Gezeigter Textauszug:
Frau Brandt, wie ist die Lage für die Insekten aktuell?
Sehr kritisch. Beginnend mit den Arbeiten des Krefelder Entomologischen Vereins, über die TU München bis zur Forschungsstation für Vogel- und Insektenzug am Randecker Maar wurden bei umfangreichen Langzeitdokumentationen in den letzten Jahren immer ähnliche Ergebnisse erzielt. Danach sind seit 1970 die Individuenzahlen vieler Insektenarten über 80 Prozent zurückgegangen. Auch global ist die Situation gravierend. 2019 hat das australische Sydney Institute of Agriculture bei einer weltweiten Studie herausgefunden, dass fast die Hälfte aller Insektenarten stark zurückgehen und ihre Biomasse um 2,5 Prozent schrumpft. Die Forscher aus Australien gehen davon aus, dass in hundert Jahren viele Insektenarten ausgestorben sein werden.
Was bedeutet das für unser Ökosystem?
Um sich vorstellen zu können, was das bedeutet, braucht man nur auf die Vögel zu gucken: Sie werden immer weniger, weil sie durch den Insektenschwund nicht mehr genug Nahrung bekommen. Auch wir Menschen brauchen die Insekten für unser Überleben. Schließlich bestäuben sie die Pflanzen, verteilen die Samen und räumen hinter uns auf. Außerdem sind viele Insekten auch Gegenspieler für andere Insekten, die für uns gefährlich werden können. Insekten sind also sehr wichtig für uns. Ihr Rückgang ist das zweite große Problem neben der Klimakrise.

Gestellte Aufgabe 1: Wiederhole aus dem Interview zum Insektensterben wortgetreu die Stelle von „Um sich vorstellen“ bis „neben der Klimakrise.“.
Gestellte Aufgabe 2: Um wie viel Prozent sind laut dem Interview zum Insektensterben die Individuenzahlen vieler Insektenarten seit 1970 zurückgegangen?

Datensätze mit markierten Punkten
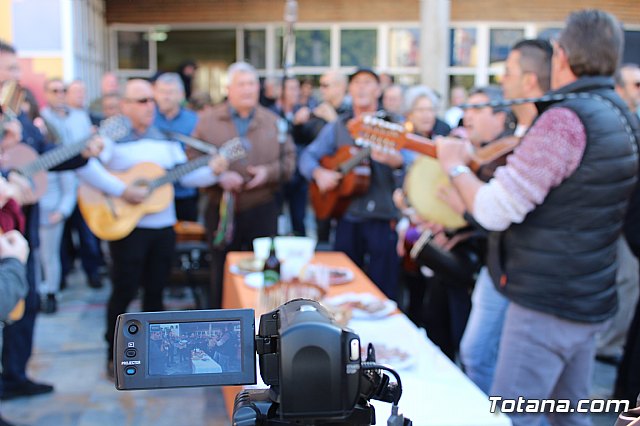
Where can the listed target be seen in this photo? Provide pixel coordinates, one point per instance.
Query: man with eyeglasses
(365, 233)
(144, 257)
(333, 89)
(557, 209)
(171, 116)
(68, 125)
(628, 85)
(18, 337)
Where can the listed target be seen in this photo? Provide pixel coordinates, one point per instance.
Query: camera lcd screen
(194, 348)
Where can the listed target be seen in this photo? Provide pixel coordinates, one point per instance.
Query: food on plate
(386, 354)
(321, 274)
(368, 306)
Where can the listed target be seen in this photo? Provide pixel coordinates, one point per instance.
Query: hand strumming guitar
(218, 164)
(231, 181)
(135, 193)
(94, 147)
(259, 176)
(7, 191)
(13, 244)
(326, 179)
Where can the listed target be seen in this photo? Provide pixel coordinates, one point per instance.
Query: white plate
(378, 308)
(395, 357)
(254, 280)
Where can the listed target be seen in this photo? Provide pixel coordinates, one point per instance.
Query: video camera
(312, 365)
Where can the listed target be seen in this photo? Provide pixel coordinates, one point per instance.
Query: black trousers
(143, 259)
(260, 221)
(187, 208)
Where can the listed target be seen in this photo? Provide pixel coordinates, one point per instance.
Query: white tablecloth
(205, 365)
(435, 391)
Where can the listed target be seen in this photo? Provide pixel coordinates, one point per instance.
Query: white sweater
(149, 147)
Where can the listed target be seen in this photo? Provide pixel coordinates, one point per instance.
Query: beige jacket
(216, 127)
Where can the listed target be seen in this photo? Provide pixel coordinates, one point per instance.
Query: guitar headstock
(115, 127)
(233, 150)
(377, 133)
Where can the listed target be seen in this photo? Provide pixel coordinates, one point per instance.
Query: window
(500, 43)
(132, 50)
(404, 47)
(463, 47)
(312, 48)
(358, 48)
(255, 48)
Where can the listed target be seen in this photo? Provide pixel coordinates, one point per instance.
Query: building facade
(142, 37)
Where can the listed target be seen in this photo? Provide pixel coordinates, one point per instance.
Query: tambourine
(424, 178)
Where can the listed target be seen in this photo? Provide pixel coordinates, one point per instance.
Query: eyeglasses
(141, 100)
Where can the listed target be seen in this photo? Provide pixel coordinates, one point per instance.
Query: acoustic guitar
(18, 310)
(112, 218)
(425, 175)
(352, 163)
(25, 160)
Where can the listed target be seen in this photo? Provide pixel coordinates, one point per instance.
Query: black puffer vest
(562, 258)
(377, 203)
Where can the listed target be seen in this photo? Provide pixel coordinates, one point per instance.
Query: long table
(435, 391)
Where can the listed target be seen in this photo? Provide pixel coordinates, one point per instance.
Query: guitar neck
(175, 174)
(348, 165)
(53, 158)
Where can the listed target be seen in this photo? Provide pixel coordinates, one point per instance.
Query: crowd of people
(541, 278)
(173, 348)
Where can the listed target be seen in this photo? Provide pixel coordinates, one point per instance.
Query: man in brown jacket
(243, 206)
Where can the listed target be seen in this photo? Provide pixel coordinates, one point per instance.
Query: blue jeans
(545, 357)
(481, 339)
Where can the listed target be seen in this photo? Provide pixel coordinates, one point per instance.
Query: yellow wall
(6, 27)
(50, 67)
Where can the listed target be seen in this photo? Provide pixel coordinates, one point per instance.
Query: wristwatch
(458, 170)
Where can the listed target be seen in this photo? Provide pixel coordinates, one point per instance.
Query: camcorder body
(313, 366)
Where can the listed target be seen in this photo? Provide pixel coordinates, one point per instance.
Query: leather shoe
(95, 282)
(49, 304)
(27, 388)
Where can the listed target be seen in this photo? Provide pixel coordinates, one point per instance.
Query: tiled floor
(70, 353)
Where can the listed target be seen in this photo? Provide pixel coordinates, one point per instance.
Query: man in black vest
(557, 208)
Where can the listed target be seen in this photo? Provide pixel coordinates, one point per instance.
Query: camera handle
(256, 407)
(382, 390)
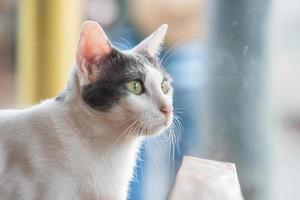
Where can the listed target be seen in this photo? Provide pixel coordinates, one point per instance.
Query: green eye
(165, 87)
(135, 87)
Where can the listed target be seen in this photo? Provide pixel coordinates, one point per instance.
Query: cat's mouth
(156, 129)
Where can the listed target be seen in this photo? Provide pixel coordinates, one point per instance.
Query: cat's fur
(83, 144)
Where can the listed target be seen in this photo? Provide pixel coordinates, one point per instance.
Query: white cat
(83, 144)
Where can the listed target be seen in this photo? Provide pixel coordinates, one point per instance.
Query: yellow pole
(27, 36)
(60, 24)
(48, 33)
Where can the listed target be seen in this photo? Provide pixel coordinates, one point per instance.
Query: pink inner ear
(93, 44)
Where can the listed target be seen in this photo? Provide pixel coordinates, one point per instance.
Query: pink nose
(166, 110)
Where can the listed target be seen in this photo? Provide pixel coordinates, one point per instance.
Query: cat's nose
(166, 110)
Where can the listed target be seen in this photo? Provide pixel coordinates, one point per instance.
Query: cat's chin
(155, 130)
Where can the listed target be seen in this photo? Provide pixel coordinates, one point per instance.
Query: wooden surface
(201, 179)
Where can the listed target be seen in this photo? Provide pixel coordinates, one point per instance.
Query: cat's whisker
(177, 44)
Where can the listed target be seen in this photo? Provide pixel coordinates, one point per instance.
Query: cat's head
(129, 87)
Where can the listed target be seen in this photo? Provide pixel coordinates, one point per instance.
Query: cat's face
(130, 87)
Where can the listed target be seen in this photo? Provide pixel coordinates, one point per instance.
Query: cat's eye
(165, 87)
(135, 87)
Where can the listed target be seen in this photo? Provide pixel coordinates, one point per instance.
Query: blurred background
(236, 71)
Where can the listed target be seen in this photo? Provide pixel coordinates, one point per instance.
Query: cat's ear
(93, 46)
(153, 43)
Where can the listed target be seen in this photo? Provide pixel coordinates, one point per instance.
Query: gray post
(233, 113)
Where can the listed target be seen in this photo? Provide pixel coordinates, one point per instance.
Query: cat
(83, 144)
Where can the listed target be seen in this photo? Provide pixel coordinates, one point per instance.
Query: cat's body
(83, 144)
(55, 159)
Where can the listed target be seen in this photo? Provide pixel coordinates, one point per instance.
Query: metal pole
(234, 127)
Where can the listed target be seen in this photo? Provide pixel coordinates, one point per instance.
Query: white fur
(67, 150)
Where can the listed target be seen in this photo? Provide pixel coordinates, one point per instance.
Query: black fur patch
(116, 70)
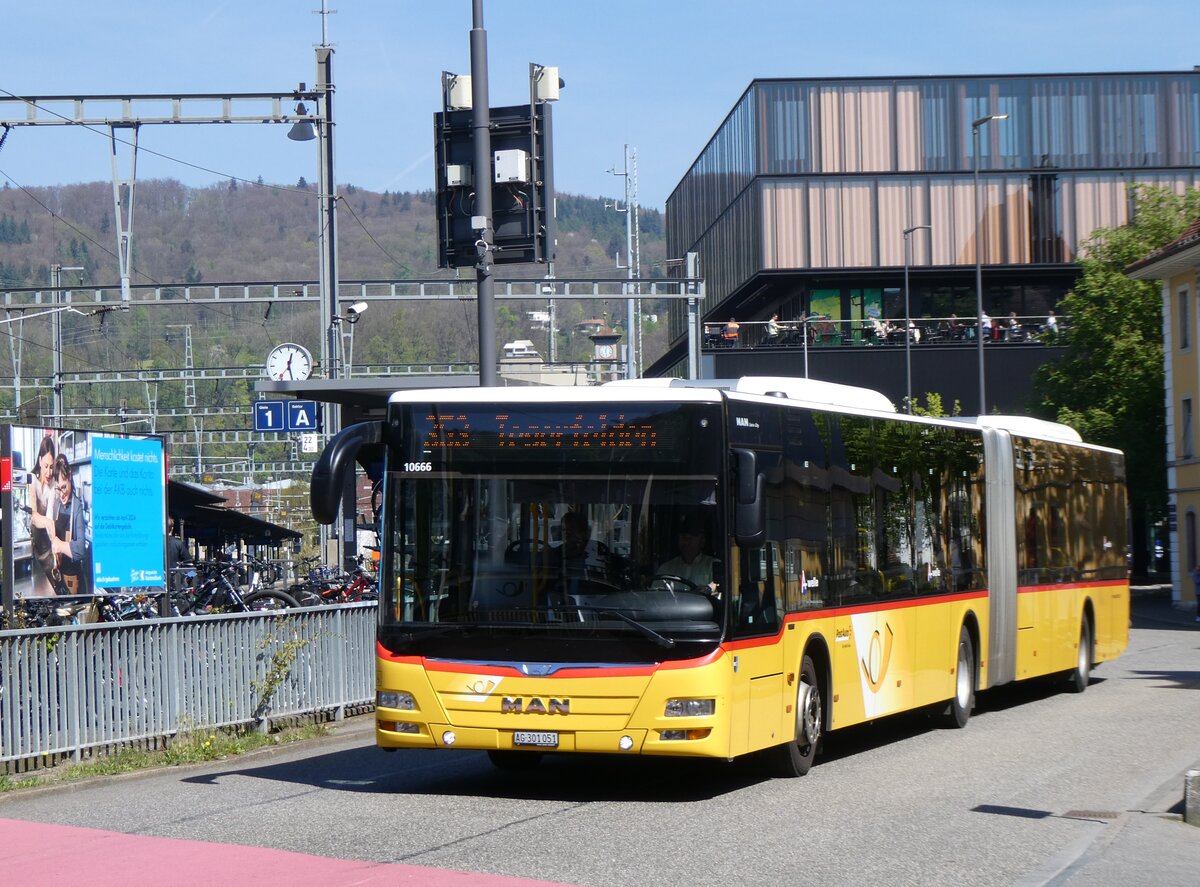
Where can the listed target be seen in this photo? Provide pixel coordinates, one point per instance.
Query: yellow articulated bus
(715, 569)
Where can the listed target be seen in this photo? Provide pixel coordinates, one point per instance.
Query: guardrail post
(1192, 797)
(340, 665)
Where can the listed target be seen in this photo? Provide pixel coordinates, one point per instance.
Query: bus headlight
(690, 707)
(400, 726)
(395, 699)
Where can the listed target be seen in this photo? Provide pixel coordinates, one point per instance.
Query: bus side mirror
(330, 472)
(749, 519)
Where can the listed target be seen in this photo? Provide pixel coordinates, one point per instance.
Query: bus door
(756, 611)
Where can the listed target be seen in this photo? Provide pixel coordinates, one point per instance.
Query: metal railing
(822, 333)
(71, 689)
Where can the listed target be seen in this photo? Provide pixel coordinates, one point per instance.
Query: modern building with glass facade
(799, 203)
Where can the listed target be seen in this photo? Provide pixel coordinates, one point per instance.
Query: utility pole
(57, 334)
(633, 351)
(481, 142)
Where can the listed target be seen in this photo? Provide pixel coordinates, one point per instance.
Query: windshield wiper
(645, 630)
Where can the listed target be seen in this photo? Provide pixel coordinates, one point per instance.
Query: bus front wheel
(795, 757)
(1079, 676)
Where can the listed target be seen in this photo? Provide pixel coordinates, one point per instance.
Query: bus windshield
(553, 534)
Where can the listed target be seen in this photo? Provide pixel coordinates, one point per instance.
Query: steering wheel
(519, 545)
(673, 583)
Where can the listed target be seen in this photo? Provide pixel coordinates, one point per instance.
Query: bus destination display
(505, 430)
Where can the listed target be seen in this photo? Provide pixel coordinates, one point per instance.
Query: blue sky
(658, 76)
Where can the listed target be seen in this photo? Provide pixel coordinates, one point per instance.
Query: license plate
(539, 738)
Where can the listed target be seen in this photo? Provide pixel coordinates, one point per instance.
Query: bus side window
(759, 582)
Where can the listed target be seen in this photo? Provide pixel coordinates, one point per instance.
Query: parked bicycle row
(204, 587)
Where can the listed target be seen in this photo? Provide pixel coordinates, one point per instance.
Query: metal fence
(67, 690)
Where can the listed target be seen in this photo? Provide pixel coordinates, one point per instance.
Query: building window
(1185, 319)
(1189, 525)
(1186, 448)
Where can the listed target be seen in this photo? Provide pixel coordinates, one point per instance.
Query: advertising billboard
(84, 511)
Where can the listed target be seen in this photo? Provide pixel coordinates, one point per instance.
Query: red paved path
(34, 853)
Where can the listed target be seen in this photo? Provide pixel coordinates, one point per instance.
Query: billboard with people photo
(84, 513)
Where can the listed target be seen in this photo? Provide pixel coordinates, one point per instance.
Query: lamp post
(975, 141)
(907, 315)
(353, 315)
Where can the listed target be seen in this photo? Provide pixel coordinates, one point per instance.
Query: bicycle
(216, 589)
(322, 587)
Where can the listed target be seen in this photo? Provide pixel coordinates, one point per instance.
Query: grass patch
(196, 747)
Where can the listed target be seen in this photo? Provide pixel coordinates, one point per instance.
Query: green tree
(1109, 384)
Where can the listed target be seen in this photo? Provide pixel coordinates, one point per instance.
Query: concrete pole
(481, 220)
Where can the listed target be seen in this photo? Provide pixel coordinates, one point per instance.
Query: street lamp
(907, 318)
(353, 315)
(975, 141)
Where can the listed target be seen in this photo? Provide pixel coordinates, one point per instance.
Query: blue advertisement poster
(129, 503)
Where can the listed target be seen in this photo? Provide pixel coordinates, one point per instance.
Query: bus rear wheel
(958, 713)
(1079, 676)
(795, 757)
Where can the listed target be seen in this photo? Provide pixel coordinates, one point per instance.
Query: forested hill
(257, 232)
(243, 232)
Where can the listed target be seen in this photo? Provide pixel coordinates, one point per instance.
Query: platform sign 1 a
(269, 415)
(301, 415)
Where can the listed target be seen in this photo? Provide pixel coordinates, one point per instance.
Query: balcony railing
(826, 333)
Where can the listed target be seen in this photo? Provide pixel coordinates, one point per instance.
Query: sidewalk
(1149, 843)
(1152, 604)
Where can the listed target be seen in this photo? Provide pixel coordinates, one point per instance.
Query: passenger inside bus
(691, 563)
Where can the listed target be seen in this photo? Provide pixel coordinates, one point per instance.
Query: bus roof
(1024, 425)
(795, 389)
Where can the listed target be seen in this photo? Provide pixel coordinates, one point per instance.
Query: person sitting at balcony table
(773, 330)
(731, 334)
(1013, 328)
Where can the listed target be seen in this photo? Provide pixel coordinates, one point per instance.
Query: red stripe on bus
(1061, 586)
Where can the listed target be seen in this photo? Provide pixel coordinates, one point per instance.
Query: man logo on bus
(879, 655)
(510, 705)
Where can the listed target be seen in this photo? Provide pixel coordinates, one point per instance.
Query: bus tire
(795, 759)
(1079, 677)
(958, 713)
(507, 759)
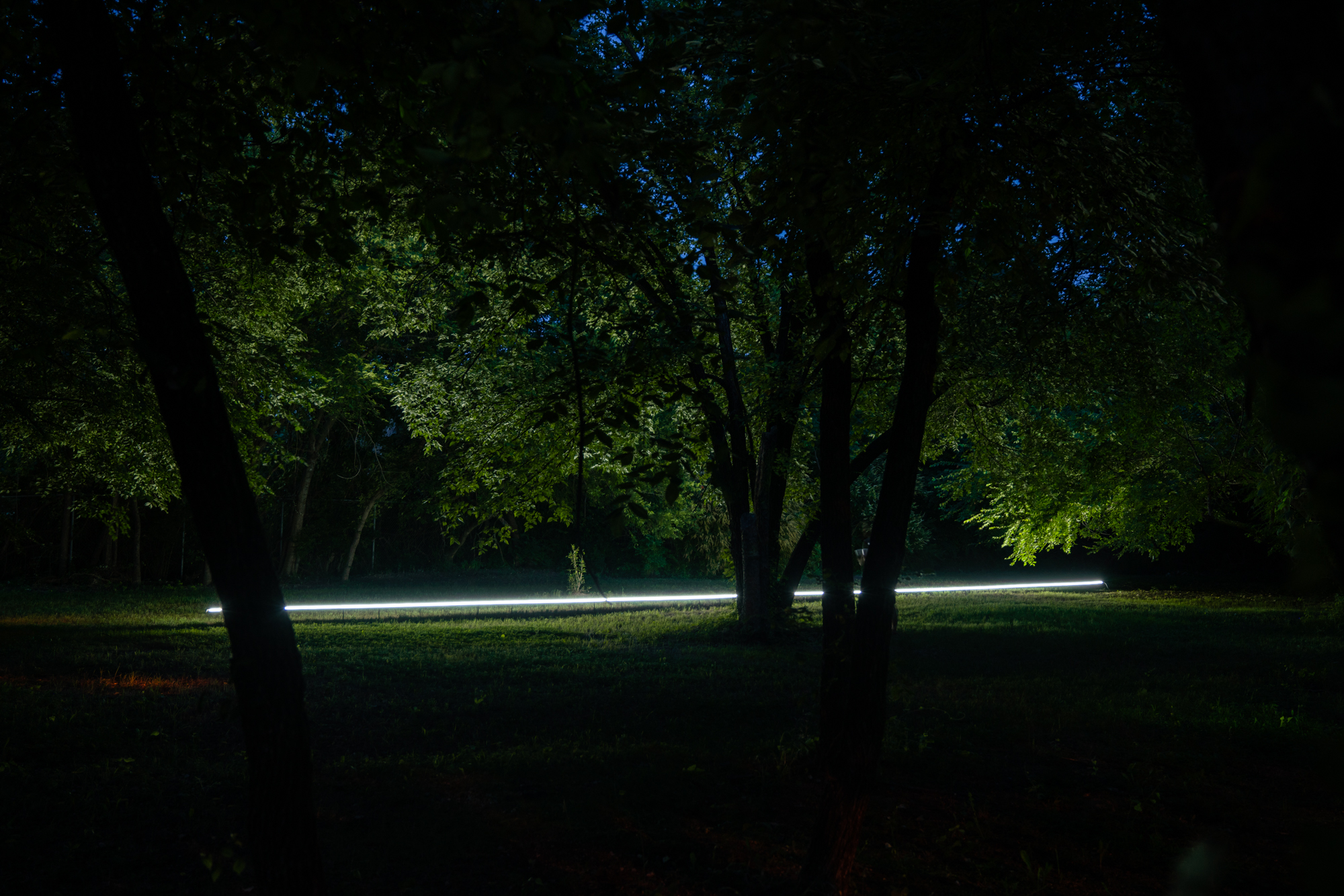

Vollständige Antwort 1:
Um sich vorstellen zu können, was das bedeutet, braucht man nur auf die Vögel zu gucken: Sie werden immer weniger, weil sie durch den Insektenschwund nicht mehr genug Nahrung bekommen. Auch wir Menschen brauchen die Insekten für unser Überleben. Schließlich bestäuben sie die Pflanzen, verteilen die Samen und räumen hinter uns auf. Außerdem sind viele Insekten auch Gegenspieler für andere Insekten, die für uns gefährlich werden können. Insekten sind also sehr wichtig für uns. Ihr Rückgang ist das zweite große Problem neben der Klimakrise.

Vollständige Antwort 2: Um über 80 Prozent.